Monday and Tuesday are typically the heaviest scheduled-maintenance days at most air stations — phase inspection packages are opened, weekly operational checks are run, and the maintenance department is running at full tempo around the duty aircraft rotation. As an AA you are the shop's extra set of hands, and the demand on those hands is highest during peak inspection windows. Expect to arrive early on Monday and stay until the tool count is clean. Wednesday and Thursday tend to be the administrative midpoint — corrective maintenance packages are running, parts orders are being tracked, and there may be a ground run or functional check scheduled for an aircraft coming out of a maintenance package. Training events (safety stand-downs, mandatory unit training, fire/damage control drills) often fall midweek, and the non-rate population is expected to show up, pay attention, and be useful during these events — not to use them as a break from shop work. Friday is typically when the week's maintenance closeouts are finalized, the weekend duty schedule is published, and the shop does a comprehensive tool inventory and GSE check. Weekend duty rotations for non-rates are real — air stations operate 24/7, and the AA who has earned the trust of the shop by Friday is the one who gets the calls that matter during the weekend duty section. Study time (for PQS and eventually ATTC prerequisites) is your own time to manage; the shop day does not formally include it.

Key Skills — How to Drill Each

  1. 01
    FOD accountability — every tool signed out, counted, returned before a maintenance package closes
    Start every shift with a complete tool crib inventory before you touch anything. Build the habit of counting twice: once when you check out and once at close-out. Never assume a tool is somewhere reasonable — assume it is in an engine intake until you can physically show it to the AET2. The AETs grading your EER are not checking whether you found the tool; they are checking whether the count was ever in question.
  2. 02
    Read and use the Aircraft Logbook, Maintenance Action Form (MAF), and Maintenance Procedure Cards (MPCs) under signed supervision
    Read the relevant MPC before the work begins, not during. Ask the AET2 to walk you through what a completed logbook entry looks like, then find a completed entry on the aircraft's maintenance record and read it against the standard in COMDTINST M13020.1 Chapter 2. The goal is to understand what your eventual signature certifies, so you understand why every step matters before you are authorized to certify anything.

**Challenge A**
In the aviation maintenance text, which two days are typically the heaviest scheduled-maintenance days at most air stations?
**Challenge B**
Continue the aviation maintenance text from the point where it stops.

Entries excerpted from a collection
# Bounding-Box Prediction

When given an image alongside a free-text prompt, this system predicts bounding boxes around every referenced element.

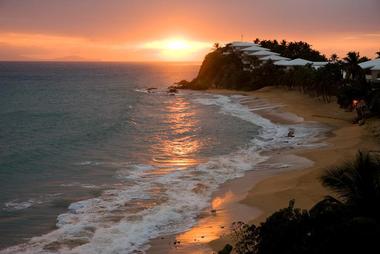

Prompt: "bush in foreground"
[224,152,380,254]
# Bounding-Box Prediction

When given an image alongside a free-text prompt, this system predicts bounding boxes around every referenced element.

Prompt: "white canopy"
[371,64,380,71]
[242,46,269,53]
[260,55,289,61]
[275,58,313,66]
[359,58,380,69]
[249,50,279,56]
[231,41,258,47]
[313,62,328,66]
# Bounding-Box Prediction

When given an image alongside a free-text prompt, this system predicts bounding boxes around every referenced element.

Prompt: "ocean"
[0,62,326,253]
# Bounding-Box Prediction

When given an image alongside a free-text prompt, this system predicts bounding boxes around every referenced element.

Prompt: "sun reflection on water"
[152,96,202,173]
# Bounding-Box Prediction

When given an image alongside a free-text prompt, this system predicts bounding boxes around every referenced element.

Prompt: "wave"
[2,193,62,212]
[0,95,323,253]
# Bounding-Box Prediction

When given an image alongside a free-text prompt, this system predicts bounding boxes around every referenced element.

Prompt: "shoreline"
[209,87,380,251]
[147,87,378,253]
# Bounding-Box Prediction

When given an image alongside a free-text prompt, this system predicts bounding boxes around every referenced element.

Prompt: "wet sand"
[148,88,379,253]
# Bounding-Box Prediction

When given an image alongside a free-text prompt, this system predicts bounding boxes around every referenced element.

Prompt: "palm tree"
[213,42,220,50]
[343,51,367,80]
[321,151,380,218]
[330,53,339,63]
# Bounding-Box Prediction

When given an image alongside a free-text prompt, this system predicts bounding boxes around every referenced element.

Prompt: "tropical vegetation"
[220,152,380,254]
[177,39,380,115]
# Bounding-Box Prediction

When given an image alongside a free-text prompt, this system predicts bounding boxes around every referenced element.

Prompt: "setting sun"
[142,38,212,61]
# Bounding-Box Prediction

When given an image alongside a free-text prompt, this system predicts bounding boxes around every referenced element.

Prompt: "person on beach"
[353,99,368,125]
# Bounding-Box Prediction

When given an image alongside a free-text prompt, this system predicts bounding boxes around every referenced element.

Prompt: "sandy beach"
[148,87,380,253]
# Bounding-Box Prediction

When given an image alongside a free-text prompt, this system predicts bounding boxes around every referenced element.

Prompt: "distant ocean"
[0,62,319,253]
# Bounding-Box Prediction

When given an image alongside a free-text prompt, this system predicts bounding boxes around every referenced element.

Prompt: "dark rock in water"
[146,87,157,93]
[218,244,232,254]
[168,86,178,93]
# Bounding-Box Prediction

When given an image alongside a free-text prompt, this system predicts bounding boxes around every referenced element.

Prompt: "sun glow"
[142,38,211,61]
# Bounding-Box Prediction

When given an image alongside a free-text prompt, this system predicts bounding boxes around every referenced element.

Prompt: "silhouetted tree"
[343,51,366,80]
[321,152,380,219]
[329,53,339,63]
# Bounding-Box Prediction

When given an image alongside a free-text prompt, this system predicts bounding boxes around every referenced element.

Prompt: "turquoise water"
[0,62,259,250]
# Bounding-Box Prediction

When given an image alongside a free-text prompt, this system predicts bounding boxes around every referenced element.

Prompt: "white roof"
[260,55,289,61]
[274,59,289,66]
[275,58,313,66]
[243,46,269,52]
[249,50,279,56]
[371,61,380,71]
[231,41,258,47]
[313,62,328,66]
[359,58,380,69]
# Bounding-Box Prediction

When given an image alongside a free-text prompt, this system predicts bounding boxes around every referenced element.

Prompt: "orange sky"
[0,0,380,61]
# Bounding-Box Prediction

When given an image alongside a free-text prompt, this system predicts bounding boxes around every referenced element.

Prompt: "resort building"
[248,50,280,58]
[227,41,259,49]
[223,41,330,72]
[359,58,380,82]
[260,55,290,62]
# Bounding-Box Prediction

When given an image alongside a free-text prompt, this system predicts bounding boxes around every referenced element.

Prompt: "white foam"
[0,95,326,253]
[2,193,62,212]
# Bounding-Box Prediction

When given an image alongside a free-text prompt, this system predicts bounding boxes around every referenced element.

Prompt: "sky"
[0,0,380,61]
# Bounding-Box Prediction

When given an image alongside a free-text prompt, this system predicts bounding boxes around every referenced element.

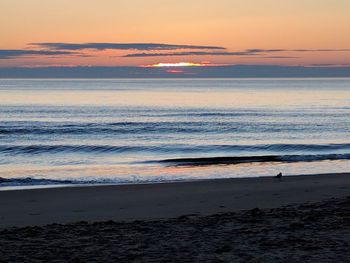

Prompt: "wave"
[0,120,338,136]
[0,177,76,186]
[158,154,350,166]
[0,143,350,158]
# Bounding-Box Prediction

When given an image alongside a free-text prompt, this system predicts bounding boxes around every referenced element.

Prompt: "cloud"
[0,49,78,59]
[123,48,350,59]
[123,51,255,58]
[29,43,226,51]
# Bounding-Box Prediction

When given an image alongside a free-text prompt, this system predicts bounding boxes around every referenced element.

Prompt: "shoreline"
[0,173,350,228]
[0,172,350,193]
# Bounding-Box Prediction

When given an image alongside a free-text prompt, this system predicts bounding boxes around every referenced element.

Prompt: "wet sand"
[0,174,350,228]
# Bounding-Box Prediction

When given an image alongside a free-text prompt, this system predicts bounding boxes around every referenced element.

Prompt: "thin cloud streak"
[29,43,226,51]
[122,49,350,59]
[0,49,78,59]
[122,51,255,58]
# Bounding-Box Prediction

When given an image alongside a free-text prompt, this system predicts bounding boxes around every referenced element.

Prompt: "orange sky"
[0,0,350,67]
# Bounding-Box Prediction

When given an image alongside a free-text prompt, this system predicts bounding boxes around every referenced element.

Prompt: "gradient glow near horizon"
[0,0,350,67]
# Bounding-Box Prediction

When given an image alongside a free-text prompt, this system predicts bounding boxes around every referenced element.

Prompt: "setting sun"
[140,62,208,68]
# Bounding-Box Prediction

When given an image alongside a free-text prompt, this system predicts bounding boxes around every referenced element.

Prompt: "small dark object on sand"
[276,172,282,180]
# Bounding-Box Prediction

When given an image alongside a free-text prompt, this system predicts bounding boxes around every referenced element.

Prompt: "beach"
[0,174,350,228]
[0,174,350,262]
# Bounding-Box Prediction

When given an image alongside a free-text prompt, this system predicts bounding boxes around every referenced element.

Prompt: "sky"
[0,0,350,69]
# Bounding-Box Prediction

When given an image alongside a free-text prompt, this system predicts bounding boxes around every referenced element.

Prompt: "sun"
[140,62,208,68]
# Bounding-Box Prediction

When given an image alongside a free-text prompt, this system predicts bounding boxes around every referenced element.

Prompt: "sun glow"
[140,62,208,68]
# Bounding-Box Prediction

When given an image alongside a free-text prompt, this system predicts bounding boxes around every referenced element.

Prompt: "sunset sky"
[0,0,350,67]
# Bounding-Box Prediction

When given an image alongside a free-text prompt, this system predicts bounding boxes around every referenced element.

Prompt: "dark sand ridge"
[0,173,350,228]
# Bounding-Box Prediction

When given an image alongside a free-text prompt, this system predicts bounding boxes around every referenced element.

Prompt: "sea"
[0,78,350,190]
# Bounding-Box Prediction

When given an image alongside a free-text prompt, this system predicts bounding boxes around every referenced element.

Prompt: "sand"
[0,174,350,262]
[0,174,350,228]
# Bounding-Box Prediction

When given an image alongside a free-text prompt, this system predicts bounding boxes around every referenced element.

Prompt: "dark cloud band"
[0,49,76,59]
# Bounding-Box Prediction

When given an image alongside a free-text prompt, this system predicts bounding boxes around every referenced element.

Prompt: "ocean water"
[0,79,350,190]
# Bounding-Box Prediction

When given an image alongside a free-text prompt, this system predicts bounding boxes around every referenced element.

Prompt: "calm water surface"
[0,79,350,189]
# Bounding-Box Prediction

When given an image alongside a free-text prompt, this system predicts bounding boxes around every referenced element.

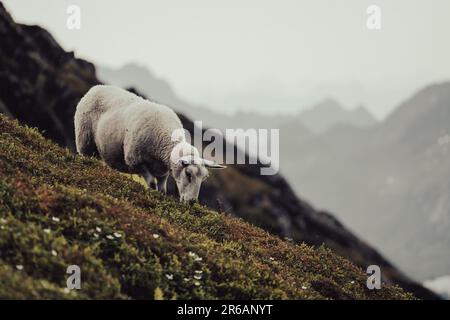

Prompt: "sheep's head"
[172,156,225,201]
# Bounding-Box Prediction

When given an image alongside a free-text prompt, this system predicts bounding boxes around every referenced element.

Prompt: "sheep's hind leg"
[141,167,158,190]
[157,175,169,194]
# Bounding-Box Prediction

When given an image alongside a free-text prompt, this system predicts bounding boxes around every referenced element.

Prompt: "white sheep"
[75,85,229,201]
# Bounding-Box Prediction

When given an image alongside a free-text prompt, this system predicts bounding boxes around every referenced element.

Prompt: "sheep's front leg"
[157,175,169,194]
[141,167,158,190]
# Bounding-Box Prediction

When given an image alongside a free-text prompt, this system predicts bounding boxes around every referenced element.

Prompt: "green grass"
[0,115,413,299]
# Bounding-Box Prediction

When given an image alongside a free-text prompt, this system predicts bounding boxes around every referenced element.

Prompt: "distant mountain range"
[0,3,436,299]
[97,63,376,133]
[98,64,450,288]
[281,82,450,280]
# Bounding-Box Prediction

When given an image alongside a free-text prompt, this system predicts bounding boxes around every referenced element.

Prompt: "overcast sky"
[3,0,450,117]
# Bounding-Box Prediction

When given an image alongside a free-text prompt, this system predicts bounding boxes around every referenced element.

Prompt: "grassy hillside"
[0,115,412,299]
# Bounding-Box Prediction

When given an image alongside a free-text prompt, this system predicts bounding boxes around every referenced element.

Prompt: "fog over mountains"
[97,64,450,280]
[97,63,377,133]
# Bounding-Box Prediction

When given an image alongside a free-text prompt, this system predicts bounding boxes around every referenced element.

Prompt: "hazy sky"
[3,0,450,117]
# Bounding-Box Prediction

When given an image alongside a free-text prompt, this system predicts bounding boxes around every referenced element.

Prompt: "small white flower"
[166,274,173,280]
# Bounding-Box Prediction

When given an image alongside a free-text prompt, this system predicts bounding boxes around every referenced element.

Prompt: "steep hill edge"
[0,115,412,299]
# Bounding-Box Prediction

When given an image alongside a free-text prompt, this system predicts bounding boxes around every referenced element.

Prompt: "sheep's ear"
[178,159,191,167]
[203,159,226,169]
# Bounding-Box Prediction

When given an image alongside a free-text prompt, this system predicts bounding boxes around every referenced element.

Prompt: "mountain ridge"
[0,5,435,298]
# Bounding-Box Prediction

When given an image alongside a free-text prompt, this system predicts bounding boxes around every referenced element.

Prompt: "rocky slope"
[0,115,412,299]
[0,4,435,298]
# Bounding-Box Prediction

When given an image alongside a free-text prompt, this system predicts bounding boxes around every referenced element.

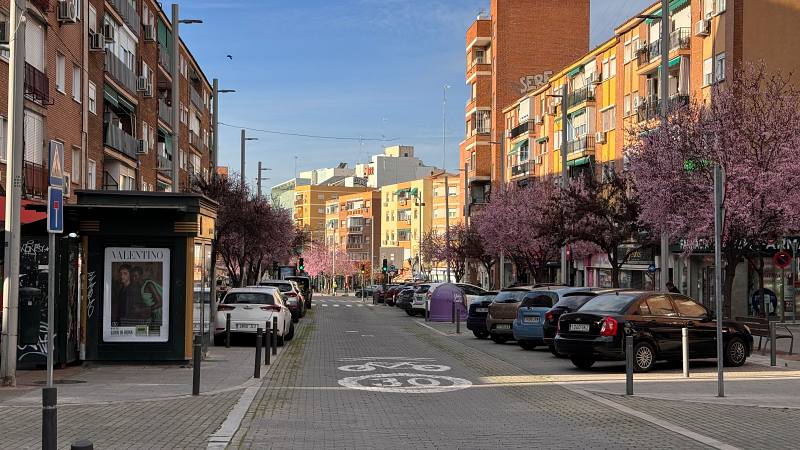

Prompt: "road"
[231,297,715,449]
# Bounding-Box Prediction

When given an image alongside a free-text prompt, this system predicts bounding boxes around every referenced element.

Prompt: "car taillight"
[600,317,619,336]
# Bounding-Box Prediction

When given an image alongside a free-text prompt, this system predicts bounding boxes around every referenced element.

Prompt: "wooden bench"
[736,317,794,355]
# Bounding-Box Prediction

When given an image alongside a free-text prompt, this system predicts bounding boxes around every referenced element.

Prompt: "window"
[56,53,67,94]
[72,147,82,183]
[72,66,81,103]
[86,159,97,189]
[89,81,97,114]
[703,58,714,86]
[714,53,725,81]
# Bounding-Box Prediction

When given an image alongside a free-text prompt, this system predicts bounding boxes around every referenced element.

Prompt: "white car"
[411,283,486,316]
[216,286,294,345]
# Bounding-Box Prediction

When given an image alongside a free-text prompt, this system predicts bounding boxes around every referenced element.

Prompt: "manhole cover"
[32,380,86,385]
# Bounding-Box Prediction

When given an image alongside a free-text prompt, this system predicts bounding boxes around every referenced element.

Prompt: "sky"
[180,0,654,190]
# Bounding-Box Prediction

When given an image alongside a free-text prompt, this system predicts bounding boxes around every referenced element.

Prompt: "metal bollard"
[681,327,689,378]
[264,320,272,365]
[225,313,231,348]
[42,387,58,450]
[192,336,203,395]
[272,316,278,356]
[769,322,778,367]
[69,439,94,450]
[625,336,633,395]
[253,327,263,378]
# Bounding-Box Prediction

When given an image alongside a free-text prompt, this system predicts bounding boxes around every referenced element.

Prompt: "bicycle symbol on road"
[339,358,472,394]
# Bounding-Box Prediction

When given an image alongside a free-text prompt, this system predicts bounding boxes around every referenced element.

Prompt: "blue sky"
[181,0,653,187]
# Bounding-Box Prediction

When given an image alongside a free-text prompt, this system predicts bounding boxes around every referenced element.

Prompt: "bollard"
[264,319,272,365]
[625,336,633,395]
[253,327,263,378]
[69,439,94,450]
[681,327,689,378]
[42,387,58,450]
[192,336,203,395]
[272,316,278,356]
[769,322,777,367]
[225,313,231,348]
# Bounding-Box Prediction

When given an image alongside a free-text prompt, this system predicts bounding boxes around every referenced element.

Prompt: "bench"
[736,317,794,355]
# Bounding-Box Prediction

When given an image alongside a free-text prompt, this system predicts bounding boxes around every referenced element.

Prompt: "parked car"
[511,287,583,350]
[542,288,627,357]
[215,286,294,345]
[258,280,306,323]
[285,275,314,309]
[555,291,753,372]
[467,291,497,339]
[411,283,486,316]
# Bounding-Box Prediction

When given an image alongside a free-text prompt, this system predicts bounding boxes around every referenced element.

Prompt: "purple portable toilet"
[430,283,467,322]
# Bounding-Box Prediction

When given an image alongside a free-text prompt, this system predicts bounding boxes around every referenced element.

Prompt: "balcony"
[567,136,594,154]
[108,0,141,37]
[24,63,50,103]
[22,161,49,197]
[106,51,136,95]
[158,99,172,126]
[567,86,594,108]
[103,124,139,159]
[511,120,533,139]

**Exercise response A**
Monday and Tuesday.

**Exercise response B**
  3. 03
    Identify avionics, electrical, and search/rescue system black boxes by platform — HH-65, MH-60, HC-144, HC-27J
    Ask the AET3 to walk you through the avionics bay access points on your station's primary aircraft, then go back and replicate the walk with a copy of the aircraft's maintenance manual open. Match every box to a label in the manual. The ATTC pipeline teaches the function; the air station teaches the physical layout. Starting that map now puts you weeks ahead in Mobile.
  4. 04
    Operate basic avionics test equipment — digital multimeter, hi-pot tester, wire strippers, crimping tools, calibrated GSE
    Handle nothing you have not been shown. When an AET2 demonstrates a test procedure, watch the setup, the zero reference, the probe placement, and the reading interpretation — then ask to repeat it under supervision before you are alone with the equipment. Avionics test equipment on calibration cycles is signed out to a person; damage to calibrated equipment is a shop-level incident, not a broken-tool inconvenience.
  5. 05
    Flight line safety — rotor arc awareness, proper approach to running aircraft, communication with aircrew
    Memorize the tail rotor danger arc on the HH-65 and MH-60 in your first week. Practice the hand signal vocabulary with the posted card until it is automatic. Never approach a running or tied-down-and-powered aircraft without a qualified AET escort — this is the rule, not a suggestion, and there are no second chances with a main rotor at idle.
  6. 06
    OPSEC discipline on air station information — mission sortie details, aircraft discrepancy posture, sensor configuration
    The default is: nothing you see in the avionics bay or on the ops board goes on your phone. Not the tail number you fixed, not the SAR case you heard about in the shop, not the sensor configuration the AET1 briefed the crew on. Air station OPSEC is enforced at the unit level, and the standard is applied to the most junior member because the most junior member has the least situational awareness about what is sensitive.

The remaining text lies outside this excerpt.